_Set tasks_
**a)** Answer these questions from the choreography passage:
(i) Which vertical industry organization is named as an example of the groups a Portable Choreography is aimed at?
(ii) What title is given to Figure 1?
(iii) According to the passage, what are Tokens?
**b)** Reproduce the records from the line containing "of the paved" through the end of the records, inclusive.
## Start Selected extract
This "portable" type of choreography is targeted more at vertical industry organizations, such as RosettaNet, that want to define rules for collaboration between the members of their industry and simplify, as far as possible, the implementation and integration process.
The final type of choreography, is a Concrete Choreography, where all the details are specified that are required to send a message. This extends the definition in a Portable Choreography to include information about the "endpoints". This can include information such as:
The URLs that are the destinations of the messages that are sent, and
Other "endpoint" specific rules such as digital certificates to be used for securing messages.
These types of choreographies are probably most applicable where two or more participants want to specify how they will cooperate and there is little or no need for other organizations to follow the same process.
The table below summarizes the three different types of choreographies.;
|Types of Messages||Identified||Identified||Identified|
|Message Structure||Not Defined||Defined||Defined|
|Condition evaluation rules||Not defined||Defined as far as possible||Defined as far as possible|
|Technology used||Not defined||Defined||Defined|
|Message Endpoint Data||Not defined||Not Defined||Defined|
The model described in this paper allows an Abstract Choreography to be extended to become a Portable Choreography and a Portable Choreography to be extended to become a Concrete Choreography.
The model also allows each different type of Choreography to be defined directly. This means that:
A Portable Choreography can be defined without first defining the Abstract Choreography
A Concrete Choreography can be defined without defining an Abstract or Portable Choreography.
The following diagram is the full model of all the entities (without attributes).
Figure 1: Full Model
The rest of this Model Description section describes the following subsets of the model (including attributes).
Participants, Roles and Relationships. In a Choreography information is always exchanged between Participants, such as a Business or Organization acting in one or more Roles, for example Buyer or Seller as part of a Relationship, for example purchasing goods.
Choreography Structure. This section describes the major components of a Choreography at a high level
Choreography Composition and Import. This explains how one Choreography can be created by performing other, pre-existing choreographies and importing content from other choreographies.
Types, Variables and Tokens. Variables contain information about objects in the choreography such as the messages exchanged or the state of the Roles involved. Tokens are aliases that can be used to reference parts of a Variable. Both Variables and Tokens have Types that define the structure of what the Variable or Token contains.
## End Selected extract
## Start Listing
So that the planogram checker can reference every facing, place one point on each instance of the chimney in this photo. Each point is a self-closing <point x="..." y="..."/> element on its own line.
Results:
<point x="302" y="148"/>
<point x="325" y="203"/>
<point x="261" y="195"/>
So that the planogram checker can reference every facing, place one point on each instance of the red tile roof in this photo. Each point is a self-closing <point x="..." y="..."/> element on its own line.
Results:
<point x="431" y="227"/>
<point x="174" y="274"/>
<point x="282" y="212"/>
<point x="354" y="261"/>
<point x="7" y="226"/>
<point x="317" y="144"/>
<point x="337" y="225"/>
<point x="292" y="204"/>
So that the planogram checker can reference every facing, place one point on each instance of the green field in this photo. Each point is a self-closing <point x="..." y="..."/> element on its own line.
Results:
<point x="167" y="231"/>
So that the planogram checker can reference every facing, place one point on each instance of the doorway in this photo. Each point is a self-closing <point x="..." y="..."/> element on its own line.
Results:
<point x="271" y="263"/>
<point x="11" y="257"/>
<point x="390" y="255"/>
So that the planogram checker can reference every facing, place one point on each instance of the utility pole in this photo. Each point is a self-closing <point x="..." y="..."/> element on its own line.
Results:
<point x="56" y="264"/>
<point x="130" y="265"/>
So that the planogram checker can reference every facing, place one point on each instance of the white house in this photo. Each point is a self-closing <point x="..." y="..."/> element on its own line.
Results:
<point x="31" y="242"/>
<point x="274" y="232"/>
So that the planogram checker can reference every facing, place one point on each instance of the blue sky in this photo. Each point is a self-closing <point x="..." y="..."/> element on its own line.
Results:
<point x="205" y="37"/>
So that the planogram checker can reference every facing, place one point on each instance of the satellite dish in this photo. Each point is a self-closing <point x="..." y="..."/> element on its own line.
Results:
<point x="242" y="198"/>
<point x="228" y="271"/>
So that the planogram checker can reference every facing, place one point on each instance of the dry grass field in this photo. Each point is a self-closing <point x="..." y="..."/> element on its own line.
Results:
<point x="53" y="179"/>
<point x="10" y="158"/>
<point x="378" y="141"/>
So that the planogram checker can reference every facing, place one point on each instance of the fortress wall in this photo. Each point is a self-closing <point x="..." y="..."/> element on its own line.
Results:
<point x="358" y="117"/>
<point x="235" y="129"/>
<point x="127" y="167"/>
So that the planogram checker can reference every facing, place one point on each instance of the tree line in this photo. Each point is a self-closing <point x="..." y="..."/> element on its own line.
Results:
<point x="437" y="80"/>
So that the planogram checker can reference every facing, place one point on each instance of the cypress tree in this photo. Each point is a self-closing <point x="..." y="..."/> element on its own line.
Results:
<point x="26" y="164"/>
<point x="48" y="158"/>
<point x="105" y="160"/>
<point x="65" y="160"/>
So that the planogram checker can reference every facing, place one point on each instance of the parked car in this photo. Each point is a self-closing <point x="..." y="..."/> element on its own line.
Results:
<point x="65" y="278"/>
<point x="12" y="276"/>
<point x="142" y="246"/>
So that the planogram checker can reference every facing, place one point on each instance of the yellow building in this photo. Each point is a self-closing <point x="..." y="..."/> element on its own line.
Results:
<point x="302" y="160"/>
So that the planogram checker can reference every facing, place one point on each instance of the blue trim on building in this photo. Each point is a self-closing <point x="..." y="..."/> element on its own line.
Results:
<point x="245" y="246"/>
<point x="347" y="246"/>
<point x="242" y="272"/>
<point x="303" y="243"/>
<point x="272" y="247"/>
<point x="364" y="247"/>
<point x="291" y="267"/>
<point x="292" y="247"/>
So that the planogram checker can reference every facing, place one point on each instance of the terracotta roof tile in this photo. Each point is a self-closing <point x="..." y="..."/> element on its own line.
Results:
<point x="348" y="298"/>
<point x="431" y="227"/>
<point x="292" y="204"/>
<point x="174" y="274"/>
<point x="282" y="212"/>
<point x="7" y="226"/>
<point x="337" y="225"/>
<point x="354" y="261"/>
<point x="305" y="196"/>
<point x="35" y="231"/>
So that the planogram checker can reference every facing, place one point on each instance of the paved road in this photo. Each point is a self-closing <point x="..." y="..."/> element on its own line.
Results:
## End Listing
_Answers to the tasks_
**a)**
(i) RosettaNet
(ii) Full Model
(iii) Aliases that can be used to reference parts of a Variable

**b)**
So that the planogram checker can reference every facing, place one point on each instance of the paved road in this photo. Each point is a self-closing <point x="..." y="..."/> element on its own line.
Results:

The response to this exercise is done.